#### WHAT IS REQUIRED:
Please write out, exactly as they appear, the line containing "of the metal" and every line after it to the end of the records, and nothing more.

++++ INFORMATION SUPPLIED

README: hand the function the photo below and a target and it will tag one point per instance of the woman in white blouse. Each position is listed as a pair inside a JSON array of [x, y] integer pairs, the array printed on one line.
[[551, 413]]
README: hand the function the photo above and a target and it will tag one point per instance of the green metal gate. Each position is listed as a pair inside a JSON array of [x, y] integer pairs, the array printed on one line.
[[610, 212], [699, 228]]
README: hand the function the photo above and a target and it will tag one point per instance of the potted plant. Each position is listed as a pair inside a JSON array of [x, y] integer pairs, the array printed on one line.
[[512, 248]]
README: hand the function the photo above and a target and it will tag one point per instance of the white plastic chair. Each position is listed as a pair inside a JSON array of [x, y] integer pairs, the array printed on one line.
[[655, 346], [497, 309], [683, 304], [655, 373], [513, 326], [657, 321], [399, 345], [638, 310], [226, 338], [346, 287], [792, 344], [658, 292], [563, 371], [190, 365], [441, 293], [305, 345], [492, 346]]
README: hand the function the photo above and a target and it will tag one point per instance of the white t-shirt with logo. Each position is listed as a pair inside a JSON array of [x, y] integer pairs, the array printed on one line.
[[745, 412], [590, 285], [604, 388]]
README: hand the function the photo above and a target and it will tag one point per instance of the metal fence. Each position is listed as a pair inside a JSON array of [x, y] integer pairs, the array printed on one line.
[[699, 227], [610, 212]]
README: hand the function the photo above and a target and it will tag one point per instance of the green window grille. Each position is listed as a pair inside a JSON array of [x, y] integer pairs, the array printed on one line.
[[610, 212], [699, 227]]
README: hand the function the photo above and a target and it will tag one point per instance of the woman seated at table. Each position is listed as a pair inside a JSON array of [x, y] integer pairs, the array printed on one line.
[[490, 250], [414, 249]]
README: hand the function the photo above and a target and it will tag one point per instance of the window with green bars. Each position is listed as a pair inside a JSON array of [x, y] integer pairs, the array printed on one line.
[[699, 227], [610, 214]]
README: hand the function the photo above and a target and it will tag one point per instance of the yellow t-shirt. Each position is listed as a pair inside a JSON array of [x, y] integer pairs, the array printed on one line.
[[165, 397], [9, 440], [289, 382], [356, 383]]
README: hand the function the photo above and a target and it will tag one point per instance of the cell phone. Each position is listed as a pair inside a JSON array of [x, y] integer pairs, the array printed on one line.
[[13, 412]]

++++++++

#### RESPONSE TO THE TASK:
README: hand the function the photo above and a target and it will tag one point per instance of the metal fence. Each position is listed as a pair inside a JSON array of [x, y] integer pairs, the array printed on one line.
[[699, 227], [610, 212]]
README: hand the function the photo above and a target and it will tag one point per instance of the green window grille. Each position is listed as a pair inside a JSON array of [x, y] integer pairs, the array printed on one line.
[[610, 212], [699, 227]]
README: hand the function the photo above and a target and it will tag one point per instance of the woman seated at table. Each position is listed as a pair inside a JSON array of [x, y] integer pairs, the array printed on one line.
[[490, 250], [414, 249]]
README: hand the function the photo above and a target and it will tag one point per instance of the window with green bars. Each position is listed as a pair inside a JSON array of [x, y] integer pairs, the array printed on one line.
[[699, 227], [610, 214]]
README: hand the function the photo above and a target and it will tag one point per instance of the yellow t-shirt. Each position is listed as a pair inside a JSON array of [x, y] integer pairs, the array printed on one line.
[[165, 397], [9, 440], [289, 382], [356, 383]]
README: hand the function the photo above and a target and it will tag one point per instance of the cell phone. Each position is listed as a pair inside a JSON array of [x, y] integer pairs, the array printed on one line.
[[13, 412]]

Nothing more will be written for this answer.